Поэтому провинциальная или непровинциальная, региональная или нерегиональная… Наша планета маленькая в масштабах космоса, и там вот несколько этих композиторов за всю историю написали всю эту музыку, понимаете? Масштабы совсем другие.
— Сегодня порой можно встретить рассуждения из разряда «художник должен быть голодным»: мол, цензура способствует творчеству, а ограничения делают автора изобретательнее. Вы, как одна из жертв советской цензуры, можете с этим согласиться?
— Ну, для себя лично я называл это «выбрасывать под забор». То есть я все время пытаюсь устроиться как‑то в этой жизни, а меня снова — бац! — и снова я должен карабкаться, снова должен доказывать, добиваться. Для меня это, что ли, образ жизни. Я думаю, будь у меня все благополучнее, я многое бы потерял. Для меня очень важно снова ощущать себя в таком, знаете, и творческом азарте, и человеческом. Сбили тебя с ног, а ты снова становишься на ноги — это очень важно.

• Что нужно сделать:
1. Перескажите короче абзац отрывка из интервью, который начинается словами «Ну, для себя лично», и сохраните его главные мысли.
2. Продолжите отрывок из интервью после его последней фразы.
Записи для этой работы не понадобятся.

• Данные для разбора:
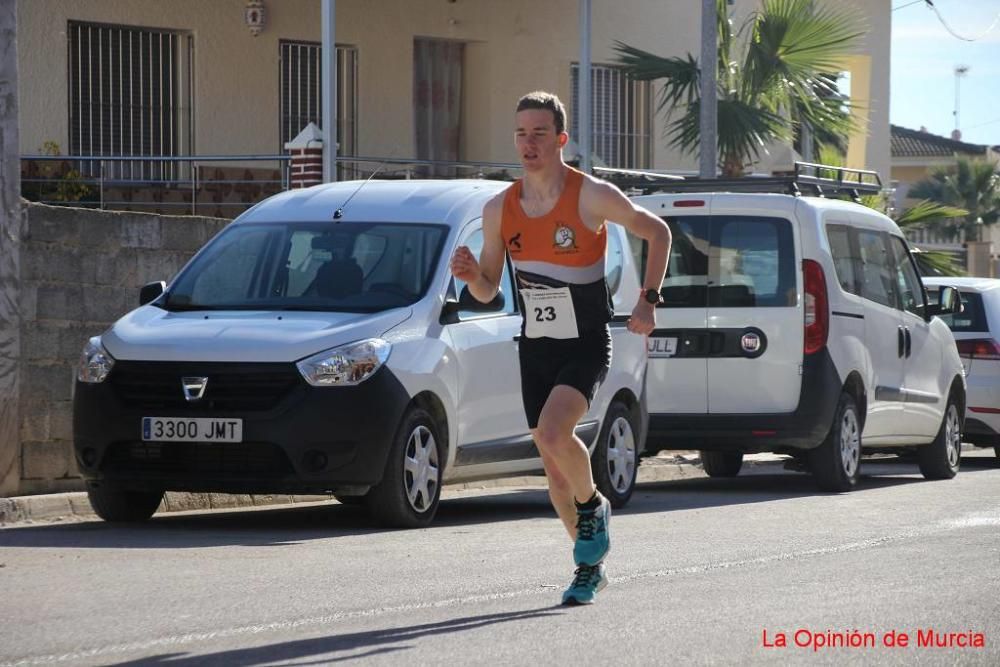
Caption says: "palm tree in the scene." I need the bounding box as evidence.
==
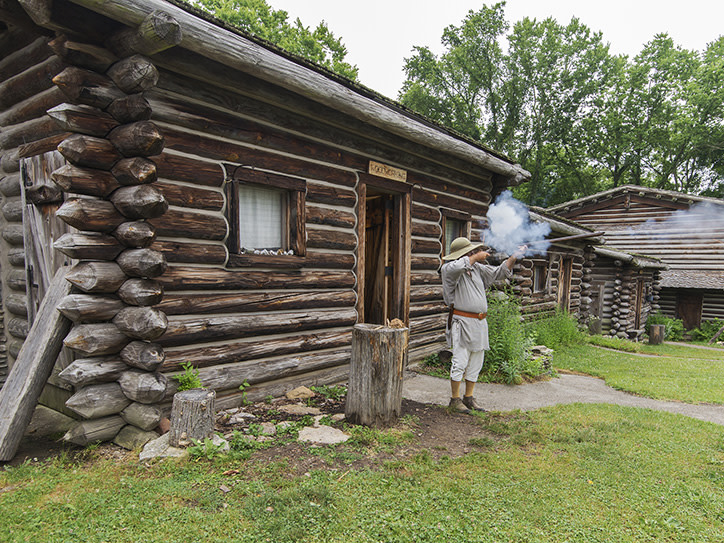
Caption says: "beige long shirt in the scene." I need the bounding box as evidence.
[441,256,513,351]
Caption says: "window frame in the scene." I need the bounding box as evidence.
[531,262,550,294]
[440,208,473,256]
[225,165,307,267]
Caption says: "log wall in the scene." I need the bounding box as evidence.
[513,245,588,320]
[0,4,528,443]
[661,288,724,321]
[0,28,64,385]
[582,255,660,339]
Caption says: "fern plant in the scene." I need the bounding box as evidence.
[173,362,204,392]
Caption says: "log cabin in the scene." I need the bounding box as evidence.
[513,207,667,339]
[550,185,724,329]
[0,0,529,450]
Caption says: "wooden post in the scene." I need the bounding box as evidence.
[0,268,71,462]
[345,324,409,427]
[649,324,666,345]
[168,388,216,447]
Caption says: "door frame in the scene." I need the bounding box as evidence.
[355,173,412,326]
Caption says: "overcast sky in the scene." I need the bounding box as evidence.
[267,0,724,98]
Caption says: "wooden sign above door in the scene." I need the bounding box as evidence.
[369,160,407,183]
--
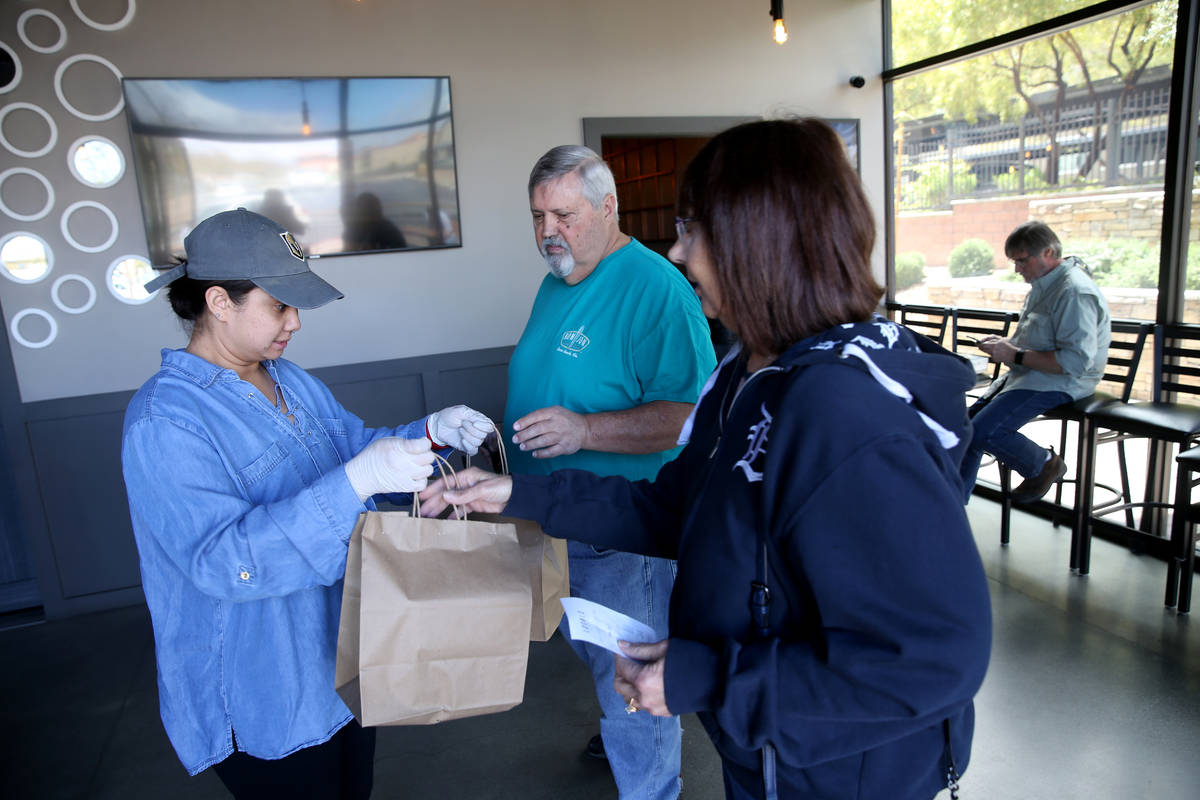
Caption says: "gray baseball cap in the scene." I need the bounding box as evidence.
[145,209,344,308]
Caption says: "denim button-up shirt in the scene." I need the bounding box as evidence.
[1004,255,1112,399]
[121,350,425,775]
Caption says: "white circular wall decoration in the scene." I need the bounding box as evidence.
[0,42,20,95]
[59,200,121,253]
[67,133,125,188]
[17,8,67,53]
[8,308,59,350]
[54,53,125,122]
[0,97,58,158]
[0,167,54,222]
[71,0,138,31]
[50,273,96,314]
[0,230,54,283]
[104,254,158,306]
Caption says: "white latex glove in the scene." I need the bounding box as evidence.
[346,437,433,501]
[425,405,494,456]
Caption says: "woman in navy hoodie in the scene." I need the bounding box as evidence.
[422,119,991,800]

• Ответы к заданиям:
1. Сам он называл это «выбрасывать под забор»: стоит ему как-то устроиться в жизни, как его снова сбивают, и опять приходится карабкаться, доказывать и добиваться. Для него это образ жизни. Он думает, что при более благополучной судьбе многое бы потерял. Ему важно снова чувствовать и творческий, и человеческий азарт и после каждого удара опять вставать на ноги.

2.
Еще очень важно не успокаиваться на том, что ты сделал что‑то успешное… Дальше ты в этом успешном ключе начинаешь двигаться, думаешь, что у тебя дальше тоже получится… Почти ни у кого не получалось.
Если у тебя что‑то успешное, бросай это направление, иди в другую сторону, там тоже достигай успеха. Я вот 30 лет назад начал воплощать идею своего музыкального театра — у меня до сих пор нет своего помещения. Мы мыкаемся, я до сих пор пишу письма, добиваюсь, чтобы у нас было место под солнцем. И пока этого места у меня нет. Мы все надеемся, годы идут, лет уже много… Но это дает ощущение молодости, я чувствую себя как 30 лет назад, снова пробиваюсь, пытаюсь достигнуть.
«Хунвейбины и большевики от искусства рушат все»
— То есть, на ваш взгляд, цензура все же может поспособствовать творчеству?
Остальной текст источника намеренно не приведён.